▼
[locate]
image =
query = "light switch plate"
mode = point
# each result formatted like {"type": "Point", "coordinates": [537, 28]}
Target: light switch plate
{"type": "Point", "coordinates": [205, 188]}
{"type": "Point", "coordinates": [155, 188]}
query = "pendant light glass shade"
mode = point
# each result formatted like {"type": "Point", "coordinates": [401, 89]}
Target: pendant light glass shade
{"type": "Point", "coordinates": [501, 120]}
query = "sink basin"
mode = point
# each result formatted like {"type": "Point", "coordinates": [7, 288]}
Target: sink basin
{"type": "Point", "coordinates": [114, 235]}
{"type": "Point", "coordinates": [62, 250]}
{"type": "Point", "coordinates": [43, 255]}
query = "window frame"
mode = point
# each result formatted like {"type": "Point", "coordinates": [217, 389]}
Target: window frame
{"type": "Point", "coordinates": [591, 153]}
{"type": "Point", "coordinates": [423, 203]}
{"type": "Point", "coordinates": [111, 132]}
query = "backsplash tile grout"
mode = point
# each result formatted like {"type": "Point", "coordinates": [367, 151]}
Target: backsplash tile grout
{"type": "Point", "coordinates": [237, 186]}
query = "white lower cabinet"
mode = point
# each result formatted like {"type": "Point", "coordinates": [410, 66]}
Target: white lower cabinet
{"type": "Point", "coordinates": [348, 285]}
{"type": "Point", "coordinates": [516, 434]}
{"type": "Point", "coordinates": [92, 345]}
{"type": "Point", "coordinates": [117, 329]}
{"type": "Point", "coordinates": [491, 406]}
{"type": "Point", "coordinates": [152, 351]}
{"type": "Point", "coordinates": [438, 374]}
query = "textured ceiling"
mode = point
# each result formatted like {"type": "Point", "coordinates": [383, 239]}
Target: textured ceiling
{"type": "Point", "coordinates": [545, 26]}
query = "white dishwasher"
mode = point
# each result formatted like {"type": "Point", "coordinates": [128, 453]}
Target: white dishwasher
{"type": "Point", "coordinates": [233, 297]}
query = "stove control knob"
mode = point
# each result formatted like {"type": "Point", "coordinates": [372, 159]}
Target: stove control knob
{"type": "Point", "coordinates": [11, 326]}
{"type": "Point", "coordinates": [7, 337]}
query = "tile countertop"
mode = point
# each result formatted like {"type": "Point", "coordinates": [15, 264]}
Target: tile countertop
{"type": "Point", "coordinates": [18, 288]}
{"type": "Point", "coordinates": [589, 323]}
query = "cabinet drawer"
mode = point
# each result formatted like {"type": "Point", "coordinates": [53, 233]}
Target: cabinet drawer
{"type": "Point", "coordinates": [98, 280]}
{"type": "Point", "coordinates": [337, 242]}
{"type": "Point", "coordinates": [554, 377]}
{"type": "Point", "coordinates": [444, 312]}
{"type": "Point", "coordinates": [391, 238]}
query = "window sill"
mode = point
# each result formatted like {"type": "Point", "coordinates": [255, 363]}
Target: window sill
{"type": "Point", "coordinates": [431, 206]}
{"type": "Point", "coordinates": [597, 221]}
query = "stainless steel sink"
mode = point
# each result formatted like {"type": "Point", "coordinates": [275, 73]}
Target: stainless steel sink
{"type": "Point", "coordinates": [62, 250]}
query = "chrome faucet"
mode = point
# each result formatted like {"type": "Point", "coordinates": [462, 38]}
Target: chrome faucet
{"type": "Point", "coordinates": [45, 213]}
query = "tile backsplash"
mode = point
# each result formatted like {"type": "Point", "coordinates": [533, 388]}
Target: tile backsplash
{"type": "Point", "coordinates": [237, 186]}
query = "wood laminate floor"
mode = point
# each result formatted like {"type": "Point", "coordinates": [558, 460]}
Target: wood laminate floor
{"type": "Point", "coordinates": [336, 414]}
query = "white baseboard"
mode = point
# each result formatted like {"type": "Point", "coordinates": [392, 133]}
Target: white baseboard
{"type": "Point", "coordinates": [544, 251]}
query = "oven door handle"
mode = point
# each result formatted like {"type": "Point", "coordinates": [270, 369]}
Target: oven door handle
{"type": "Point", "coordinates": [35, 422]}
▲
Recopy the whole listing exactly.

[locate]
image =
query = "light switch plate"
mode = point
# each result formatted like {"type": "Point", "coordinates": [537, 28]}
Target: light switch plate
{"type": "Point", "coordinates": [205, 188]}
{"type": "Point", "coordinates": [155, 188]}
query = "pendant light glass shade"
mode = point
# each result formatted like {"type": "Point", "coordinates": [401, 89]}
Target: pendant light glass shade
{"type": "Point", "coordinates": [501, 120]}
query = "sink basin"
mode = point
# each result formatted like {"type": "Point", "coordinates": [7, 288]}
Target: sink basin
{"type": "Point", "coordinates": [114, 235]}
{"type": "Point", "coordinates": [62, 250]}
{"type": "Point", "coordinates": [43, 255]}
query = "window frame"
mode = point
# each result formatted like {"type": "Point", "coordinates": [217, 389]}
Target: window frame
{"type": "Point", "coordinates": [591, 153]}
{"type": "Point", "coordinates": [423, 203]}
{"type": "Point", "coordinates": [111, 132]}
query = "backsplash tile grout"
mode = point
# each result formatted like {"type": "Point", "coordinates": [367, 151]}
Target: backsplash tile grout
{"type": "Point", "coordinates": [237, 186]}
query = "white lower cabinet"
mode = point
# each result formatted like {"type": "Point", "coordinates": [410, 66]}
Target: white lower cabinet
{"type": "Point", "coordinates": [348, 285]}
{"type": "Point", "coordinates": [516, 434]}
{"type": "Point", "coordinates": [92, 345]}
{"type": "Point", "coordinates": [117, 329]}
{"type": "Point", "coordinates": [491, 406]}
{"type": "Point", "coordinates": [152, 351]}
{"type": "Point", "coordinates": [438, 374]}
query = "textured ceiling"
mode = point
# each result formatted like {"type": "Point", "coordinates": [383, 239]}
Target: textured ceiling
{"type": "Point", "coordinates": [545, 26]}
query = "white dishwasher"
mode = point
# each result formatted like {"type": "Point", "coordinates": [128, 453]}
Target: white dishwasher
{"type": "Point", "coordinates": [233, 297]}
query = "stove control knob"
mode = point
# each result formatted like {"type": "Point", "coordinates": [372, 159]}
Target: stove control knob
{"type": "Point", "coordinates": [11, 326]}
{"type": "Point", "coordinates": [7, 337]}
query = "tile countertop"
mode = point
# each result formatted like {"type": "Point", "coordinates": [15, 264]}
Target: tile countertop
{"type": "Point", "coordinates": [18, 288]}
{"type": "Point", "coordinates": [589, 323]}
query = "cabinet drawer"
mode = point
# each result formatted like {"type": "Point", "coordinates": [53, 233]}
Target: cabinet drawer
{"type": "Point", "coordinates": [98, 280]}
{"type": "Point", "coordinates": [337, 242]}
{"type": "Point", "coordinates": [554, 377]}
{"type": "Point", "coordinates": [444, 312]}
{"type": "Point", "coordinates": [391, 238]}
query = "window sill"
mode = point
# each result formatted like {"type": "Point", "coordinates": [255, 363]}
Target: window sill
{"type": "Point", "coordinates": [431, 206]}
{"type": "Point", "coordinates": [597, 221]}
query = "stainless steel sink"
mode = point
# each result formatted like {"type": "Point", "coordinates": [275, 73]}
Target: stainless steel sink
{"type": "Point", "coordinates": [62, 250]}
query = "chrome faucet"
mode = point
# each result formatted like {"type": "Point", "coordinates": [462, 38]}
Target: chrome faucet
{"type": "Point", "coordinates": [45, 213]}
query = "tile backsplash"
mode = point
# each result formatted like {"type": "Point", "coordinates": [533, 388]}
Target: tile backsplash
{"type": "Point", "coordinates": [237, 186]}
query = "wood laminate floor"
mode = point
# each result formatted like {"type": "Point", "coordinates": [558, 460]}
Target: wood laminate floor
{"type": "Point", "coordinates": [336, 414]}
query = "white baseboard"
mode = point
# each result formatted like {"type": "Point", "coordinates": [392, 133]}
Target: white baseboard
{"type": "Point", "coordinates": [544, 251]}
query = "oven door handle"
mode = point
# each result formatted like {"type": "Point", "coordinates": [270, 369]}
Target: oven door handle
{"type": "Point", "coordinates": [35, 422]}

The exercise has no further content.